Social Security Privatization

Some would say that Social Security is one of the strongest American policies ever put into effect. Intact for 70 years, the Social Security system has been the main source of income for the average retired individual over the age of 65. The system was first established in 1935 by President Roosevelt to combat poverty among elderly citizens. By 1939, the act had been broadened to include benefits for spouses, children, and those who were survived by the death of their loved ones. Throughout the years there have been many other additions to the Social Security system such as lowering the age of eligibility to 62 years old in 1956 for working females and then again in 1961 for male workers as well. Also in 1956, the system was expanded to provide benefits to disabled workers from age 50-64 (Stephan 20). This system, which began as an act back in 1935, became an established independent agency when President Clinton signed the Social Security Independence and Program Improvements Act in1994. Over the years Social Security has grown and seemed to function properly in order to provide a means of financial survival for retired individuals.

> _Stored rows_
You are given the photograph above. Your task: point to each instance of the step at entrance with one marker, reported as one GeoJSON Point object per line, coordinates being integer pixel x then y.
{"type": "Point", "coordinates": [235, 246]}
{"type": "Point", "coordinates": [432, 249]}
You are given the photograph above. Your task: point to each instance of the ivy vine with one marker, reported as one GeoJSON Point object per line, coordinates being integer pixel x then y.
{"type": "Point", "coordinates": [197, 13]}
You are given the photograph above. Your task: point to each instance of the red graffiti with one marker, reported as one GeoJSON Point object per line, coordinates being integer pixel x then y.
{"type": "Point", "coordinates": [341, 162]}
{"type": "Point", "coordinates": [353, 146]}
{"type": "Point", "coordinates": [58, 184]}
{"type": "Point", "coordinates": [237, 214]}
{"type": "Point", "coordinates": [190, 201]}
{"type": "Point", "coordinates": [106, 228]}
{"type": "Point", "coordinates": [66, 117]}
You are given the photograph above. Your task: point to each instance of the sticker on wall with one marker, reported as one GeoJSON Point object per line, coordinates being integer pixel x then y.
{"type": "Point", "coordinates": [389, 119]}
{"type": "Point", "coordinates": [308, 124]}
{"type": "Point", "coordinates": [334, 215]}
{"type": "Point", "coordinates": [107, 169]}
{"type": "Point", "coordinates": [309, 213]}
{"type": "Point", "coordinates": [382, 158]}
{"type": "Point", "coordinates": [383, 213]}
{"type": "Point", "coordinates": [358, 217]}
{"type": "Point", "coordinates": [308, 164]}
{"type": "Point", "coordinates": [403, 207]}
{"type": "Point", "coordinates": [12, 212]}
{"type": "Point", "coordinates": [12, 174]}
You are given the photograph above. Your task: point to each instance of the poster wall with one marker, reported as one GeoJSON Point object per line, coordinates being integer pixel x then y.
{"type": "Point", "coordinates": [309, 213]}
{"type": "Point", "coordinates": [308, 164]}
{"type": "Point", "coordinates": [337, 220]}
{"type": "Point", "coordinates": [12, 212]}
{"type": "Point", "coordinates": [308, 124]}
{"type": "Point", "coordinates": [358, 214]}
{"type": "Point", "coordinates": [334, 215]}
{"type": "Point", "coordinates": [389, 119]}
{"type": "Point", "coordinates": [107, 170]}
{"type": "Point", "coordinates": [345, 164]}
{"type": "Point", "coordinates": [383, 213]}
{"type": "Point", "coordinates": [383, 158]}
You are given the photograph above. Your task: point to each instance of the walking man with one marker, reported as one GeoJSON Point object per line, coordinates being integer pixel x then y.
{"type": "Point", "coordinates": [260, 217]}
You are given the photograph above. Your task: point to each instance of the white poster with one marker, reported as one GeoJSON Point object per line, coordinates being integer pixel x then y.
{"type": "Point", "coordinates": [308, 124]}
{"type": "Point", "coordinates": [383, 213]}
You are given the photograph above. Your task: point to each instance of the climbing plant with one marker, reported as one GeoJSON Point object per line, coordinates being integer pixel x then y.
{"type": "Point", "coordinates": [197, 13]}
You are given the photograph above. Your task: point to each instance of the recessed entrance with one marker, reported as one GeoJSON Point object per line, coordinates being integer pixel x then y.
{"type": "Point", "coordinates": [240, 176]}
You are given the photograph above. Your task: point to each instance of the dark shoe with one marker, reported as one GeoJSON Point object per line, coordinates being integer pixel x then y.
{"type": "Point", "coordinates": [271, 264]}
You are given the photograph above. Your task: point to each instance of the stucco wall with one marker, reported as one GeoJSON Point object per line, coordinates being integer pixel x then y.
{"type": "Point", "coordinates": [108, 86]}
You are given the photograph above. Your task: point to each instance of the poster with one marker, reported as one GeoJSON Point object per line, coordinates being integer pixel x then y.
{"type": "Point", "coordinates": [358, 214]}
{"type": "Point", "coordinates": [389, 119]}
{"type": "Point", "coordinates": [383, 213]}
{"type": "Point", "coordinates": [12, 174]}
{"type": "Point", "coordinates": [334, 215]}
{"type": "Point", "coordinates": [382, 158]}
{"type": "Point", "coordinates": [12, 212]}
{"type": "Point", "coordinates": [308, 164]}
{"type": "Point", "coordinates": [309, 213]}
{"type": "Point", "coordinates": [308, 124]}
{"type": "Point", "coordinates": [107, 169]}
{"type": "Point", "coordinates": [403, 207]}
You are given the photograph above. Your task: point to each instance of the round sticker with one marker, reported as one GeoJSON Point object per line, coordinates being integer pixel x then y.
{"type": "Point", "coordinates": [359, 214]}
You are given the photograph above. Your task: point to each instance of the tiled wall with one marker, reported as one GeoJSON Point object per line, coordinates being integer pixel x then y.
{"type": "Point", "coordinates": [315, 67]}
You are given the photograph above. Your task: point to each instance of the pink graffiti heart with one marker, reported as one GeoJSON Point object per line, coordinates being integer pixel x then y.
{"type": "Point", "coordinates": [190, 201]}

> _Stated problem_
Reproduce the Social Security privatization passage above in full, word for word.

> _The reply_
Social Security Privatization

Some would say that Social Security is one of the strongest American policies ever put into effect. Intact for 70 years, the Social Security system has been the main source of income for the average retired individual over the age of 65. The system was first established in 1935 by President Roosevelt to combat poverty among elderly citizens. By 1939, the act had been broadened to include benefits for spouses, children, and those who were survived by the death of their loved ones. Throughout the years there have been many other additions to the Social Security system such as lowering the age of eligibility to 62 years old in 1956 for working females and then again in 1961 for male workers as well. Also in 1956, the system was expanded to provide benefits to disabled workers from age 50-64 (Stephan 20). This system, which began as an act back in 1935, became an established independent agency when President Clinton signed the Social Security Independence and Program Improvements Act in1994. Over the years Social Security has grown and seemed to function properly in order to provide a means of financial survival for retired individuals.